*TASK OBJECTIVE*: Copy every one of the records below word for word, with no changes.

*EXTRACTED DATA*:
——————————

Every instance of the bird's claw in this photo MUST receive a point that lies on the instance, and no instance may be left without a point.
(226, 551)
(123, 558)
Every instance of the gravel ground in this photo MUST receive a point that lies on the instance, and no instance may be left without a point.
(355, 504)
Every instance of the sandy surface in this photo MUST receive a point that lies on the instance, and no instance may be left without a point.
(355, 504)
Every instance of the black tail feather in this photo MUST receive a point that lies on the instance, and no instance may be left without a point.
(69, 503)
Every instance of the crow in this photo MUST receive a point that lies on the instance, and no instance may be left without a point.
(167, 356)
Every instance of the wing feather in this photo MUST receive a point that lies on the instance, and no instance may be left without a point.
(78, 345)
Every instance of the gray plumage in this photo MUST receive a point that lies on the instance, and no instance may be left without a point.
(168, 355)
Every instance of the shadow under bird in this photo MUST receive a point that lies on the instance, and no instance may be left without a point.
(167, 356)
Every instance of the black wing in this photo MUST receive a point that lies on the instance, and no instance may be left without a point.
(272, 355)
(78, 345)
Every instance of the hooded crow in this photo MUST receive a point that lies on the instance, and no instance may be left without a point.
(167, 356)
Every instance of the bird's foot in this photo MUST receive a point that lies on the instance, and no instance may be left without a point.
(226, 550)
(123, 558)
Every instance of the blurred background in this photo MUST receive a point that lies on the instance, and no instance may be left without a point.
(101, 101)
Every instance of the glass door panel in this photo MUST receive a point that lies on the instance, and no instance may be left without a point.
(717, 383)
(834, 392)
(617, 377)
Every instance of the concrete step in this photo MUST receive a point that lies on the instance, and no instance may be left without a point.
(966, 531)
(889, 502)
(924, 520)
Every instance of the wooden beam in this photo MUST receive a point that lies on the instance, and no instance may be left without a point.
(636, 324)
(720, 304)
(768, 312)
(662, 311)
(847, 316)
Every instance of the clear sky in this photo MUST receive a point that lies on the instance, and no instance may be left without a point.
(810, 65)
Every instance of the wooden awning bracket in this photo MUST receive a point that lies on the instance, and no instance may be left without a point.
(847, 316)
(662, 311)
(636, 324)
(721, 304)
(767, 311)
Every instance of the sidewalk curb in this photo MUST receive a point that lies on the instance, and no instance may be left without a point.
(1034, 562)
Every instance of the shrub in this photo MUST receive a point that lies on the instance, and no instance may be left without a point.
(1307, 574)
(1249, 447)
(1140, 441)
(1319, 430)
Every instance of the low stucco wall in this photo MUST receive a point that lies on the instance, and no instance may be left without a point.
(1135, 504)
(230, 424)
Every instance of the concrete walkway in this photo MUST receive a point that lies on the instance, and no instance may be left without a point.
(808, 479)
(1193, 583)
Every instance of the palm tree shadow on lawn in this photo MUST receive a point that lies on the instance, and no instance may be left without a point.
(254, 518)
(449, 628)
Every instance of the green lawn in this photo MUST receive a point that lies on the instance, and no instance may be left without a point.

——————————

*COMPLETE ANSWER*:
Every instance of the bird's claw in this photo MUST receive a point that lies on the instance, and no instance may be left without a point.
(226, 551)
(123, 558)
Every instance of the gravel ground in this photo MUST receive a point that lies on the instance, and no instance may be left without a point.
(355, 504)
Every instance of the sandy surface in this photo MUST receive a point that lies on the instance, and no instance may be left without a point.
(355, 504)
Every instance of the black tail feather in this photo MUST receive a point that lies on the instance, and no instance may be left without a point.
(69, 503)
Every instance of the crow in this photo MUST receive a point that lies on the instance, and no instance may be left without a point.
(167, 356)
Every instance of the wing feather in this photo MUST receive a point that lies on the instance, and no instance may be left without a point.
(78, 345)
Every instance of the gray plumage in this photo MUST receive a point that lies on the instance, and no instance may be left without a point.
(168, 355)
Every instance of the shadow under bird in this photo MUST receive a point that lies on the instance, and no instance may be left without a point.
(167, 356)
Every instance of the black wing in this photo MUST receive a point that lies on the instance, and no instance may be left without a point.
(272, 355)
(78, 345)
Every instance of the hooded crow in this photo MUST receive a point that lies on the instance, and no instance may be left without a point.
(167, 356)
Every instance of the bird's foot in this photo MUST receive a point that lies on the instance, and no instance may be left without a point.
(226, 550)
(123, 558)
Every instance of the blurred background in this photo MUST receive a point that lies on the instance, and no instance may be left without a point.
(101, 101)
Every instance of the glass door panel in this photo MUST receive a point that lies on the instance, and no instance may be left without a point.
(717, 383)
(834, 392)
(617, 377)
Every instance of the concrete step in this photo MUST receive a point that lies on the instance, and no instance may be left without a point.
(966, 531)
(889, 502)
(924, 520)
Every instance of the wooden beam in this photo MUST receive a point that lies on the instance, and no instance may be left without a point.
(636, 324)
(720, 304)
(768, 312)
(662, 311)
(847, 316)
Every instance of the clear sky in this photo MUST receive a point that lies on the instance, and no instance may be left without a point.
(810, 65)
Every instance of the wooden awning bracket in this photo MUST receive a point that lies on the instance, and no instance may be left without a point.
(847, 316)
(662, 311)
(636, 324)
(721, 304)
(767, 311)
Every instance of the sidewalk curb in this photo MUST receive a point that lies on the instance, and no instance may be left without a point.
(1034, 562)
Every instance of the shrub in this photo MUST receive a point that lies on the instance, and no instance may be left without a point.
(1307, 574)
(1249, 447)
(1140, 441)
(1319, 430)
Every instance of the low stucco wall in this photo MUST receive a point that lies on the instance, and no instance may be left without a point.
(1135, 504)
(230, 424)
Every instance of the concrete walkway in this photo MUST receive a point that lies on the instance, and no instance may be left without a point.
(808, 479)
(1193, 583)
Every instance of the palm tree shadow on lawn in this photo MUST receive a point that lies on the instance, and no instance may be left without a point.
(254, 518)
(449, 628)
Every instance of the green lawn in this photo MUST receive a point that lies on the instance, and no instance may be left without a point.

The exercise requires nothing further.